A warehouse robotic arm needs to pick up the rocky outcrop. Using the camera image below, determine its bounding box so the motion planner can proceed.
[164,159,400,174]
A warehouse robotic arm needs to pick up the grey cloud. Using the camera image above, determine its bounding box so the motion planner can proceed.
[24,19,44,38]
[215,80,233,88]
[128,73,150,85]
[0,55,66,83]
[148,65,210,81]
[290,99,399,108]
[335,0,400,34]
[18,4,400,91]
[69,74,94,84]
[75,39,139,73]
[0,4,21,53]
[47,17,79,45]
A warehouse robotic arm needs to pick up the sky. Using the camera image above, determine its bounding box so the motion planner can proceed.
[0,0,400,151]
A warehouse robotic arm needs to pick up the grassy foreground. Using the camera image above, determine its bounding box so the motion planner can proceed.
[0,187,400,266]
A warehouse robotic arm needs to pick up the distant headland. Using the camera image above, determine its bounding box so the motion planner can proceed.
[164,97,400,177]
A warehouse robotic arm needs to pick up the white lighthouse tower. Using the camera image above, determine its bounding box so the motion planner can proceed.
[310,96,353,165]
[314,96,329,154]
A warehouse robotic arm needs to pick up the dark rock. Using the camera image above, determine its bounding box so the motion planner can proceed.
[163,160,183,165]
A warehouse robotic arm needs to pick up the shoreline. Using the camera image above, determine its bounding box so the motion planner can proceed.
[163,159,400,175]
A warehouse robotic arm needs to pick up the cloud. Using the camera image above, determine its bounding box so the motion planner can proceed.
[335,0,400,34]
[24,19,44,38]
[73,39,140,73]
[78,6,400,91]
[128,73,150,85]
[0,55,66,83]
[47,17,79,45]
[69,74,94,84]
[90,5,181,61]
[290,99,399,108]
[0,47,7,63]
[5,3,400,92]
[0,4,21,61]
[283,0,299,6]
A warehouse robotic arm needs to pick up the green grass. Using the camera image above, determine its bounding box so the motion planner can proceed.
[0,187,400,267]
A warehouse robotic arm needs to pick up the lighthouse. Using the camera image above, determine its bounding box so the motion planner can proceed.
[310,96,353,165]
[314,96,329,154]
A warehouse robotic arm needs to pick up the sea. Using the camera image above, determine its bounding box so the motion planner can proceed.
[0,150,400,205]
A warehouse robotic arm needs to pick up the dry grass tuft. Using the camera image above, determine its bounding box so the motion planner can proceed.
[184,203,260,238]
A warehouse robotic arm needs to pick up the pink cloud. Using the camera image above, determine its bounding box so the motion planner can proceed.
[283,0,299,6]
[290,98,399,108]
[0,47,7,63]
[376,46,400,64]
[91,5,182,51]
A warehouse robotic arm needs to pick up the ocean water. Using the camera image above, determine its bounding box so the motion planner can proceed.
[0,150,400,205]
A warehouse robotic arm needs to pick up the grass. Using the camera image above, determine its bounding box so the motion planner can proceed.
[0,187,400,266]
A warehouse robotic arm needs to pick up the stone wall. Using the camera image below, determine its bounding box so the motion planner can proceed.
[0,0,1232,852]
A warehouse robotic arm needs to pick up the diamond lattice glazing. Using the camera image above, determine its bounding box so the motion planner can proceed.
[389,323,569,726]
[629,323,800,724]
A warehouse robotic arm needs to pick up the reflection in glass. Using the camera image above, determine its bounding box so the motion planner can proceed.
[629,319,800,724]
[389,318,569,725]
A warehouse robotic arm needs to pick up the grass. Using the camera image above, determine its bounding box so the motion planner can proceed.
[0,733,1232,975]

• TASK DIRECTIONS: Rewrite all of the data above, replacing each occurrence of "motion planner" with "path planner" and leaving everything else unchanged.

• THE COMPLETED TASK:
A warehouse robotic arm needs to pick up the rocky outcrop. Using the camera image below, determine its bounding box so the path planner can proceed.
[164,159,400,174]
A warehouse robotic arm needs to pick up the grey cloud. Using the camera image above, determine its bounding box so the path planner can proceed.
[24,19,44,38]
[215,80,233,88]
[128,73,150,85]
[0,55,66,83]
[148,65,210,81]
[290,99,399,108]
[335,0,400,34]
[18,4,400,91]
[69,74,94,84]
[75,39,139,73]
[0,4,21,53]
[47,17,79,45]
A warehouse robotic arm needs to pick up the sky. Using the camera image above, determine its bounding box so the path planner can proceed.
[0,0,400,151]
A warehouse robotic arm needs to pick up the grassy foreground. Using the camera image above, determine its bounding box so the path planner can proceed.
[0,187,400,266]
A warehouse robotic arm needs to pick up the distant headland. Using the camera image above, determine its bounding box so the path planner can proceed.
[164,97,400,177]
A warehouse robotic arm needs to pick up the white lighthouse tower. Using the camera image above, determine its bounding box so the path planner can proceed.
[310,96,353,165]
[314,96,329,154]
A warehouse robotic arm needs to pick up the dark rock. Using the camera image above, determine its bounding box so the path planner can proceed.
[163,160,183,165]
A warehouse robotic arm needs to pick up the shoreline. Using the camera image above, determine its bounding box so the path planner can proceed.
[163,159,400,175]
A warehouse robotic arm needs to pick up the cloud. Using the camera image above, determine its bounding box so the path planner can proceed.
[335,0,400,34]
[24,19,44,38]
[73,39,140,73]
[78,6,400,91]
[128,73,150,85]
[0,55,66,83]
[47,17,79,45]
[69,74,94,84]
[90,5,181,61]
[290,99,399,108]
[0,47,7,63]
[5,3,400,92]
[0,4,21,61]
[283,0,299,6]
A warehouse robotic arm needs to pick up the green grass. Using the camera image above, determine its bounding box so the path planner can proceed.
[0,187,400,267]
A warehouse robotic arm needs to pick up the lighthouse. Using the camera image above, determine its bounding box so the path planner can proceed.
[310,96,353,165]
[314,96,329,154]
A warehouse robotic arm needs to pick up the sea. Using the camera image above, determine its bounding box so the path planner can proceed.
[0,150,400,205]
A warehouse robotic arm needs to pick up the dry grass tuft. Using the camera image above, determine its bounding box so the path planner can proceed.
[184,203,260,238]
A warehouse robotic arm needs to pick up the pink cloud. Using the camera image above, determine its bounding box so the path planner can proceed.
[283,0,299,6]
[290,98,399,108]
[0,47,7,63]
[376,46,400,64]
[91,5,182,51]
A warehouse robotic arm needs to pick up the ocean water. Using the camera image above, determine its bounding box so the path planner can proceed.
[0,150,400,205]
A warehouse robotic arm needs to pick up the grass. Using the camera image above, determine its bounding box so the path planner can proceed.
[0,187,400,266]
A warehouse robotic arm needs to pick up the stone wall. Using the camera image below, determine its bounding box so the path planner can proceed.
[0,0,1232,852]
A warehouse robotic arm needs to pick up the diamond lattice glazing. Using the camera image above, determine its bounding box so the path planner can proceed.
[389,323,569,726]
[629,323,800,724]
A warehouse robotic arm needs to pick up the reflection in glass. Using the camera image above, determine its bounding box so the path planner can proceed.
[629,319,800,724]
[389,318,569,725]
A warehouse robotic arm needs to pick up the grass. Using the camera image above, determine its bounding box so the path planner can proceed.
[0,733,1232,975]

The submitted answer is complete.